OBJECTIVE: Update the listing below by replacing every occurrence of "Your submission would be welcome here" with "Write your answer here", keeping everything else the same and leaving out the pictures.

INPUT RECORDS:
+===+
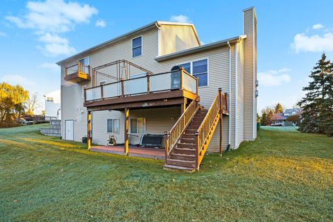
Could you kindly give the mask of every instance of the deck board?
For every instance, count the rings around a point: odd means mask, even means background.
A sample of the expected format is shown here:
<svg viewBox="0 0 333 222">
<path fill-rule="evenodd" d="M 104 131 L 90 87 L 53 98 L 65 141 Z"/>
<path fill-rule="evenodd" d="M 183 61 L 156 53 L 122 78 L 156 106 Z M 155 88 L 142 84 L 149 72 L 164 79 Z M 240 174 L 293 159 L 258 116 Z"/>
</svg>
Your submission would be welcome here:
<svg viewBox="0 0 333 222">
<path fill-rule="evenodd" d="M 91 147 L 90 151 L 99 153 L 107 153 L 125 155 L 123 146 L 94 146 Z M 128 156 L 155 160 L 164 160 L 165 150 L 164 148 L 130 146 L 128 147 Z"/>
</svg>

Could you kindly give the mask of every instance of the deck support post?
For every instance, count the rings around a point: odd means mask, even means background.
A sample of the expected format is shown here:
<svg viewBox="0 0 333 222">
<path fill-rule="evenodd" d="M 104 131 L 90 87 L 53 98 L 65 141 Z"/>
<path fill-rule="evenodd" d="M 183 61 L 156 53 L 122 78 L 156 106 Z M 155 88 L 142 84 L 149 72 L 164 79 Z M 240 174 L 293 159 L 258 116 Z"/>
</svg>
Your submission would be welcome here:
<svg viewBox="0 0 333 222">
<path fill-rule="evenodd" d="M 87 144 L 88 145 L 88 151 L 89 151 L 90 147 L 92 146 L 92 137 L 90 137 L 90 134 L 92 131 L 92 111 L 87 111 Z"/>
<path fill-rule="evenodd" d="M 220 106 L 220 110 L 219 111 L 219 121 L 220 121 L 220 146 L 219 146 L 219 153 L 220 153 L 220 156 L 222 156 L 222 127 L 223 127 L 223 123 L 222 123 L 222 115 L 223 114 L 223 108 L 222 108 L 222 89 L 219 88 L 219 105 Z"/>
<path fill-rule="evenodd" d="M 168 160 L 168 154 L 170 146 L 169 140 L 170 140 L 170 132 L 165 131 L 164 132 L 164 137 L 165 137 L 165 161 Z"/>
<path fill-rule="evenodd" d="M 127 155 L 128 155 L 128 119 L 130 116 L 130 109 L 125 108 L 125 129 L 124 129 L 124 153 Z"/>
<path fill-rule="evenodd" d="M 187 98 L 184 98 L 184 103 L 180 105 L 180 114 L 183 114 L 186 110 L 186 103 L 187 103 Z"/>
<path fill-rule="evenodd" d="M 196 142 L 196 169 L 199 170 L 199 158 L 200 158 L 200 138 L 199 133 L 194 133 L 194 139 Z"/>
</svg>

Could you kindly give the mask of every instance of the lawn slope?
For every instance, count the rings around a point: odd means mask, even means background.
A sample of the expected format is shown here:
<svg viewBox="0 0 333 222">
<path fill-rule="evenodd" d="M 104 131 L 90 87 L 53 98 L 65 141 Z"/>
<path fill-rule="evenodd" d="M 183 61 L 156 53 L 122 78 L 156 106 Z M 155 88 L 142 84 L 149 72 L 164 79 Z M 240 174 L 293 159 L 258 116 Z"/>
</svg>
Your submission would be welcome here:
<svg viewBox="0 0 333 222">
<path fill-rule="evenodd" d="M 262 129 L 198 173 L 0 129 L 0 221 L 333 221 L 333 139 Z"/>
</svg>

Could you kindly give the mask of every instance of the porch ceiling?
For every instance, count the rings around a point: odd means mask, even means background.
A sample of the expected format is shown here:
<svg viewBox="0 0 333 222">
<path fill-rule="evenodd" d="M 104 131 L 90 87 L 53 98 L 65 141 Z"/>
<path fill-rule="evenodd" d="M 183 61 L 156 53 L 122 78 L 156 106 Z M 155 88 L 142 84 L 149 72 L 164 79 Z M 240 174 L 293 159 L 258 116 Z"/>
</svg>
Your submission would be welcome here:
+===+
THE COMPLETED TASK:
Could you kindly give the mask of every instance of the deck board?
For every instance, count the rings around a point: odd means mask, even means background.
A sample of the expected format is shown here:
<svg viewBox="0 0 333 222">
<path fill-rule="evenodd" d="M 104 131 L 90 87 L 53 98 L 65 141 Z"/>
<path fill-rule="evenodd" d="M 183 61 L 156 53 L 122 78 L 156 106 Z M 155 88 L 142 84 L 149 72 L 164 79 Z M 240 174 L 293 159 L 258 116 Z"/>
</svg>
Write your answer here:
<svg viewBox="0 0 333 222">
<path fill-rule="evenodd" d="M 91 147 L 90 151 L 99 153 L 107 153 L 125 155 L 123 146 L 94 146 Z M 128 156 L 155 160 L 164 160 L 165 150 L 164 148 L 130 146 L 128 147 Z"/>
</svg>

Could you kindly give the mask of every instance of the deck support post?
For every instance, count the rings around a point: odd means mask, even means background.
A sample of the expected format is shown here:
<svg viewBox="0 0 333 222">
<path fill-rule="evenodd" d="M 104 131 L 90 87 L 53 98 L 65 141 Z"/>
<path fill-rule="evenodd" d="M 183 61 L 156 53 L 122 78 L 156 106 Z M 155 88 L 142 84 L 149 72 L 164 79 Z M 240 174 L 293 159 L 258 116 Z"/>
</svg>
Write your answer here:
<svg viewBox="0 0 333 222">
<path fill-rule="evenodd" d="M 87 144 L 88 145 L 88 151 L 89 151 L 90 147 L 92 146 L 92 137 L 90 137 L 90 134 L 92 131 L 92 111 L 87 111 Z"/>
<path fill-rule="evenodd" d="M 220 106 L 220 110 L 219 111 L 219 121 L 220 121 L 220 146 L 219 146 L 219 153 L 220 153 L 220 156 L 222 156 L 222 127 L 223 127 L 223 123 L 222 123 L 222 115 L 223 114 L 223 108 L 222 108 L 222 89 L 219 88 L 219 105 Z"/>
<path fill-rule="evenodd" d="M 168 160 L 168 154 L 170 146 L 169 140 L 170 140 L 170 132 L 165 131 L 164 132 L 164 137 L 165 137 L 165 161 Z"/>
<path fill-rule="evenodd" d="M 127 155 L 128 155 L 128 119 L 130 116 L 130 109 L 125 108 L 125 129 L 124 129 L 124 153 Z"/>
<path fill-rule="evenodd" d="M 187 98 L 184 98 L 184 103 L 180 105 L 180 114 L 183 114 L 186 110 L 186 103 L 187 103 Z"/>
<path fill-rule="evenodd" d="M 196 142 L 196 169 L 199 170 L 199 158 L 200 158 L 200 138 L 199 133 L 194 133 L 194 139 Z"/>
</svg>

Could you kindly give the mask of every instance of the lawn slope?
For every instance, count the rings around a point: odd means mask, even means background.
A sample of the expected format is shown here:
<svg viewBox="0 0 333 222">
<path fill-rule="evenodd" d="M 104 131 L 90 87 L 53 98 L 65 141 Z"/>
<path fill-rule="evenodd" d="M 183 61 L 156 53 L 122 78 L 156 106 Z M 155 88 L 142 84 L 149 72 L 164 79 Z M 240 174 L 293 159 L 258 116 Z"/>
</svg>
Write your answer here:
<svg viewBox="0 0 333 222">
<path fill-rule="evenodd" d="M 262 129 L 198 173 L 0 129 L 0 221 L 333 221 L 333 139 Z"/>
</svg>

Could you kindly give the mask of every instance of the porch ceiling?
For every instance, count the rings around a point: odd means mask, even means background.
A sample of the expected format is shown here:
<svg viewBox="0 0 333 222">
<path fill-rule="evenodd" d="M 104 131 L 90 87 L 53 98 L 65 141 Z"/>
<path fill-rule="evenodd" d="M 183 61 L 156 53 L 122 78 L 156 106 Z M 155 88 L 142 84 L 149 72 L 164 79 Z M 240 174 L 293 159 L 258 116 Z"/>
</svg>
Write your answer here:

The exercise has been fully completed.